Items from a dataset:
= Beginning of Section =

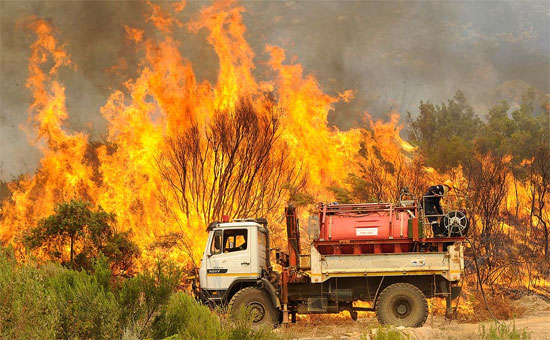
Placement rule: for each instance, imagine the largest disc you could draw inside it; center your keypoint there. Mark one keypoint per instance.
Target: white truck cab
(236, 251)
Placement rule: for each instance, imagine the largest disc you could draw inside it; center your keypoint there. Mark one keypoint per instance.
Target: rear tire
(402, 304)
(258, 305)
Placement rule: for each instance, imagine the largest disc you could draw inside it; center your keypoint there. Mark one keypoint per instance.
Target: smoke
(391, 54)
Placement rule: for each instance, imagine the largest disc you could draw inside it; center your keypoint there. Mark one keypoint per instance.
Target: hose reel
(455, 224)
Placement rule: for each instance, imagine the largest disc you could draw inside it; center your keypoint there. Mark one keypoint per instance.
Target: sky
(392, 54)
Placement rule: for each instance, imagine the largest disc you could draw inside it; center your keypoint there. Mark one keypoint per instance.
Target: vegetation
(502, 331)
(85, 235)
(53, 302)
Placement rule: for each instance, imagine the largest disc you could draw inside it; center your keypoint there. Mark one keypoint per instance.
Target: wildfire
(122, 175)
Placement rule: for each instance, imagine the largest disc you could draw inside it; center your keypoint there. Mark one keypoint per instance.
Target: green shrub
(385, 333)
(502, 331)
(187, 318)
(27, 310)
(142, 297)
(87, 310)
(241, 327)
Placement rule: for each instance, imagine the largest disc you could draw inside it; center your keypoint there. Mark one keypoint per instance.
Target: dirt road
(536, 323)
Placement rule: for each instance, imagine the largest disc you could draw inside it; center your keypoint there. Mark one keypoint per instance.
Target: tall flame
(121, 174)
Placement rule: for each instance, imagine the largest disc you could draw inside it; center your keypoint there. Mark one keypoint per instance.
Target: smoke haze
(391, 54)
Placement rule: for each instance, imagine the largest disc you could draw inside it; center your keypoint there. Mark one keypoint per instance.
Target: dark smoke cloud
(392, 54)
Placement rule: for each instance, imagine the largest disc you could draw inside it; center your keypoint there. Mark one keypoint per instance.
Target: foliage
(86, 234)
(87, 310)
(142, 297)
(51, 302)
(27, 310)
(502, 331)
(240, 327)
(385, 333)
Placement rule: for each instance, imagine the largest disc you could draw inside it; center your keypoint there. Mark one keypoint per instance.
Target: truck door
(229, 258)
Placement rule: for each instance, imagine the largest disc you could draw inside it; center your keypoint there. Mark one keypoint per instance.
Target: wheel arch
(236, 286)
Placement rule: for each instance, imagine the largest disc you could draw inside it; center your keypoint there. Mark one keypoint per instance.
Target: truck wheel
(402, 304)
(258, 305)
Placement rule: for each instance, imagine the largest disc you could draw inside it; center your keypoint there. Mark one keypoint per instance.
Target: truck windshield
(234, 240)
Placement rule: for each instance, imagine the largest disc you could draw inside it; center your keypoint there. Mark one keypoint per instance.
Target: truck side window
(235, 240)
(262, 239)
(216, 246)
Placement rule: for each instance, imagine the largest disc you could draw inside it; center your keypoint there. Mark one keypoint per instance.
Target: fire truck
(378, 253)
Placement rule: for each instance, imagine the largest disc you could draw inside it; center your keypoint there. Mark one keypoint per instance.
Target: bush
(185, 317)
(241, 327)
(27, 309)
(142, 297)
(385, 333)
(502, 331)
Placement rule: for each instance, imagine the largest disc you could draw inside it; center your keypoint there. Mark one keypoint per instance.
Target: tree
(234, 165)
(75, 235)
(445, 133)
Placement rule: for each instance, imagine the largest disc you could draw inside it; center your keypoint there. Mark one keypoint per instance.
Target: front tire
(402, 304)
(257, 304)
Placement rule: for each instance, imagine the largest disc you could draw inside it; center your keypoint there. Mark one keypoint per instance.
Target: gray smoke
(392, 54)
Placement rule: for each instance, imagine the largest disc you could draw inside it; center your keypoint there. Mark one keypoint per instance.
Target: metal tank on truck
(373, 252)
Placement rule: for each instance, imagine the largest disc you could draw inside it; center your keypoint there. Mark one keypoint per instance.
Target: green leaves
(76, 235)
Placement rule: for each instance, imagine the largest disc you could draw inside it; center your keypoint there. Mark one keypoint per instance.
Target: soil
(536, 321)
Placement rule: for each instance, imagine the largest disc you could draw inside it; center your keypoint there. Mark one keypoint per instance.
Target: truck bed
(447, 264)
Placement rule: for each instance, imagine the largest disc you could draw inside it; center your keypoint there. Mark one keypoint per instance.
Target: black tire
(402, 304)
(258, 305)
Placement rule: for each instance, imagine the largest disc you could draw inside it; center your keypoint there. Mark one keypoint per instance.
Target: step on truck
(377, 253)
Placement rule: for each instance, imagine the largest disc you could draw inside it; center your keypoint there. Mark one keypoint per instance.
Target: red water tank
(366, 228)
(369, 221)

= End of Section =

▶ [Task to complete]:
Every line above is to be repeated exactly, but no picture is to appear in the copy.

▶ [Answer to the problem]:
Placement rule: for each instance, imagine the largest disc you could draw inside it; center your keypoint there. Mark one keypoint per instance.
Target: white truck cab
(236, 251)
Placement rule: for each instance, imagine the largest disc you could draw inside it; center your keypoint there. Mark one keypoint per instance.
Target: rear tire
(402, 304)
(258, 305)
Placement rule: for each instance, imagine the largest disc you could draw inside it; center your keypoint there. Mark one keypoint per instance.
Target: smoke
(391, 54)
Placement rule: for each instance, imagine the largest disc you could draw inside it; center your keypoint there. Mark one keypoint per instance.
Target: hose reel
(455, 224)
Placement rule: for each instance, imagine the largest disc you could draw inside it; center your keypoint there. Mark one keypoint per instance.
Target: sky
(392, 54)
Placement rule: for each instance, imagine the largest disc you could draw inside it; center your keypoint there. Mark one keypoint per instance.
Target: vegetation
(502, 331)
(85, 235)
(53, 302)
Placement rule: for each instance, imagine the largest disc you could draw inside it; center your keypoint there. Mark one keypoint per instance.
Target: wildfire
(122, 175)
Placement rule: for each instance, imagine the largest disc you could draw inside it; center your keypoint there. Mark one keypoint per instance.
Target: green shrub
(385, 333)
(502, 331)
(187, 318)
(27, 310)
(142, 297)
(87, 310)
(241, 327)
Placement rule: for each instance, imagine the largest disc you could draw inside it; center your keypoint there. Mark one keypoint per instance.
Target: dirt road
(536, 323)
Placement rule: for each instance, imagine the largest disc you could draw inside it; center your keypoint there. Mark one keypoint per instance.
Target: tall flame
(121, 174)
Placement rule: for each instance, imagine the largest disc you could draw inside it; center your keypoint there. Mark one keypoint per instance.
Target: smoke haze
(391, 54)
Placement rule: for each instance, imagine the largest disc you could draw inside it; center your keypoint there. Mark one keypoint per instance.
Target: dark smoke cloud
(392, 54)
Placement rule: for each instance, imagine the largest disc you could draw inside it; center your keypoint there. Mark one keypoint per instance.
Target: foliage
(86, 234)
(87, 310)
(142, 297)
(51, 302)
(27, 310)
(502, 331)
(240, 327)
(385, 333)
Placement rule: for each instance, imagine the largest disc you could draw inside it; center your keypoint there. Mark one keypoint per instance.
Target: truck door
(229, 258)
Placement rule: for each instance, imagine the largest disc you could draw inside it; center your keypoint there. Mark one keypoint per instance.
Target: wheel arch
(236, 286)
Placement rule: for each instance, imagine the largest disc you could draw inside it; center your keypoint there. Mark one keypoint per instance.
Target: truck wheel
(402, 304)
(258, 305)
Placement rule: for each instance, imagine the largest disc you could draw inside it; center your keypoint there. Mark one keypoint per instance.
Target: truck windshield
(234, 240)
Placement rule: for each instance, imagine the largest disc you could draw inside it; center your keypoint there. Mark one keypoint per instance.
Target: truck side window
(235, 240)
(262, 239)
(216, 246)
Placement rule: for each instance, imagine the largest disc you could draw inside it; center your keypoint there. Mark one keypoint per instance.
Target: fire truck
(378, 253)
Placement rule: for each instance, imagine the largest disc you could draw inside it; center your keypoint there. Mark one keypoint per instance.
Target: bush
(185, 317)
(241, 327)
(27, 309)
(142, 297)
(385, 333)
(502, 331)
Placement rule: for each instance, imagine the largest disc you could draw inside it; center your keypoint there. Mark one keypoint per instance.
Target: tree
(234, 165)
(75, 235)
(445, 133)
Placement rule: for each instance, imagine the largest disc you could draw inside it; center your keypoint there. Mark one keypoint per instance.
Target: front tire
(402, 304)
(257, 304)
Placement rule: for each instance, imagine the largest disc you could draw inside it; center your keypoint there. Mark one keypoint per instance.
Target: gray smoke
(392, 54)
Placement rule: for each instance, imagine the largest disc you could draw inside it; center your keypoint there. Mark one keypoint per instance.
Target: metal tank on truck
(373, 252)
Placement rule: for each instance, imagine the largest disc you could draw inside it; center your keypoint there. Mark one keypoint per instance.
Target: green leaves
(76, 235)
Placement rule: for each instance, imagine the largest disc you could draw inside it; center your keypoint there. Mark one keypoint per instance.
Target: soil
(536, 321)
Placement rule: for each instance, imagine the largest disc you could draw inside it; center your keypoint there. Mark one keypoint per instance.
Target: truck bed
(447, 264)
Placement rule: for each instance, imagine the largest disc you could draw inside it; center your keypoint there. Mark one keypoint per instance.
Target: black tire
(402, 304)
(258, 305)
Placement rule: for each instance, imagine the largest disc you could draw inside it; center your keypoint there. Mark one keypoint per instance.
Target: step on truck
(377, 253)
Placement rule: for each instance, imagine the largest disc you could draw inside it; center your keypoint there. Mark one keypoint per instance.
Target: red water tank
(366, 228)
(369, 221)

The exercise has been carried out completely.